### Passage shown
Sunday, February 10, 2008

Chinese New Year


We went down to Chinatown (London) to see the celebrations. Thousands of people. Really impossible to draw. We didn't hang around long. Got some noodles and went home. Here's a sketch...

Angouleme

Sunday, January 20, 2008

Jazz Club






Went to the Vortex Jazz Club for a friend's birthday. Eddie Parker was playing with his band. The music was brilliant, but the monologues between numbers was a bit eccentric: "I was reading a book the other day," Mr Parker informed the audience, "It was one of those that takes about 3 years to get past the first page. It was brilliant. It was about really intricate objects described really intricately like beef sewn together with golden thread." Whilst the audience digested this information, he would fly into another number. "I was reading this book the other day," he warned after the next number - "It was by Michel Foucault - Madness and Civilization. It's all about how mad people have been pushed to the edge of society..." The audience sympathised. Other in-between speeches included impressions of madmen in the Forest of Dean and suggested lyrics for the Strictly Come Dancing tune: "I don't care about the silly peeps, they can eat my friend's shit". A true English eccentric, but a great flute player. Here are some sketches I did in biro on the table reservation card.

Wednesday, January 9, 2008

Popeye

I was out Christmas shopping and saw a recently-published album of Popeye, collecting thimble theatre strips from the early 1930s. It's a beautiful book: oversize format with colour sections from the weekend and black and white strips. The only fly in the ointment is a pseudo intellectual introductory essay by some fraud called Donald Phelps. I was hoping for some background to the Thimble Theatre strips, perhaps some discussion of EC Segar's technique and narrative development, or maybe an analysis of Popeye's appeal in depression-era America. Instead, Phelps takes the coward's way out with, well, for example:

"Segar was affected, not with parody, but with camp as a viable comic tone. Involved in this feeing was his awareness of farce and melodrama, not as "effects" to be siphoned as lubricants into the hiccoughing mechanism of some formula, but as vigorous imaginative currents, as the natural prerogatives and powers of the comic-strip medium, which meant its terrain, to be expanded, exploited, and gloried in; and, also the comic strip's point of contact with the actual world; even as belived some of the most redoubtable of the silent-film makers: D W Griffith, Abel Gance, Erich von Stroheim, Thomas Ince."


You can stare at that sentence as long as you like, and no meaning will peep out. I didn't choose to reproduce this sentence because it is the most pretentious, or the most meaningless, in the essay. It was picked at random. The whole seven-page essay (in an oversize book) is like this. All of the author's limited repertoire is on display here, though: note the overlong sentence, separated by semicolons, giving the illusion of a well-structured thought to an incoherent ramble; note the name dropping to show off the author's erudition (the author frequently does this, even though there is no reason why anyone should have heard of half the people he cites); note the tortured metaphors and the quite meaningless assertions ("farce and melodrama... as the natural prerogatives and powers of the comic-strip medium") made in a matter-of-fact tone.

### Data block
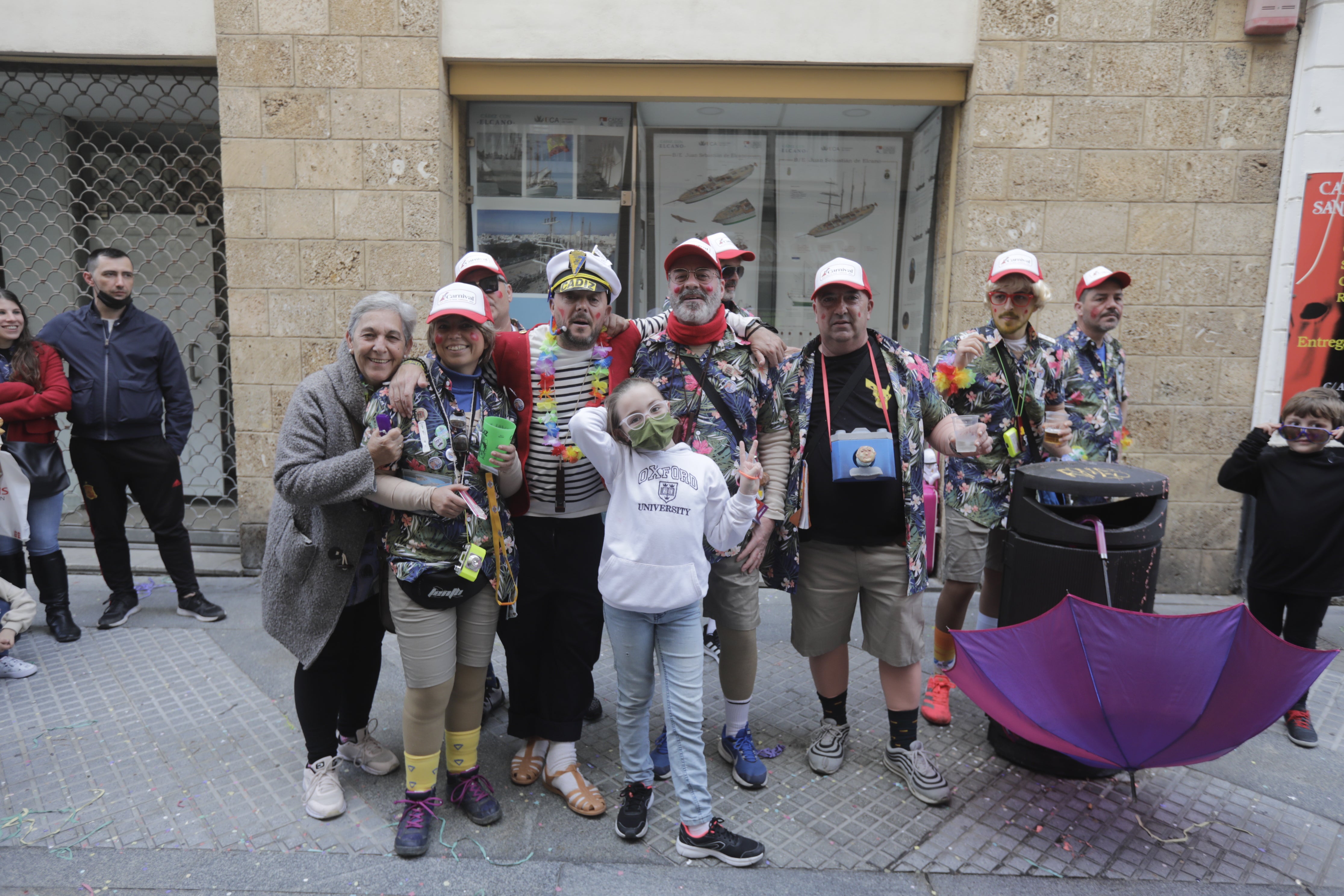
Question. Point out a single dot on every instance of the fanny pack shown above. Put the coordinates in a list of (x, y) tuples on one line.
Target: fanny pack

### Requirement 1
List every silent-film maker named in the essay sentence that the blog excerpt quotes.
### Requirement 2
Reproduce the blog excerpt's text between "We went down" and "Here's a sketch...", inclusive.

### Correct result 1
D W Griffith
Abel Gance
Erich von Stroheim
Thomas Ince

### Correct result 2
We went down to Chinatown (London) to see the celebrations. Thousands of people. Really impossible to draw. We didn't hang around long. Got some noodles and went home. Here's a sketch...